**待解问题:** 选定文本中的报错信息显示，程序试图分配多少字节的内存？

ChatGLM-6B
ChatGLM-6B copied to clipboard
[Help] <DefaultCPUAllocator: not enough memory: you tried to allocate 134217728 bytes.>
Is there an existing issue for this?
- [X] I have searched the existing issues
Current Behavior
报错如下:
Explicitly passing a `revision` is encouraged when loading a model with custom code to ensure no malicious code has been contributed in a newer revision.
Explicitly passing a `revision` is encouraged when loading a configuration with custom code to ensure no malicious code has been contributed in a newer revision.
Explicitly passing a `revision` is encouraged when loading a model with custom code to ensure no malicious code has been contributed in a newer revision.

**相关数据:**
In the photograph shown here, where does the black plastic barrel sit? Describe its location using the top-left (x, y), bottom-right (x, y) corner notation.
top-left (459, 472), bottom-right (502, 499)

**参考答案:** 134217728 字节。